Source records
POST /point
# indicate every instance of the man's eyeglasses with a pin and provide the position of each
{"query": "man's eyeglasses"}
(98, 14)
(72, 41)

■ **Aim**: Rewrite the material above with "eyeglasses" replaced by "sunglasses" in every place it appears, keeping everything else unchanged.

■ **Exercise output**:
POST /point
# indicate every instance of the man's sunglasses with a pin and provide the position of each
{"query": "man's sunglasses"}
(98, 14)
(72, 41)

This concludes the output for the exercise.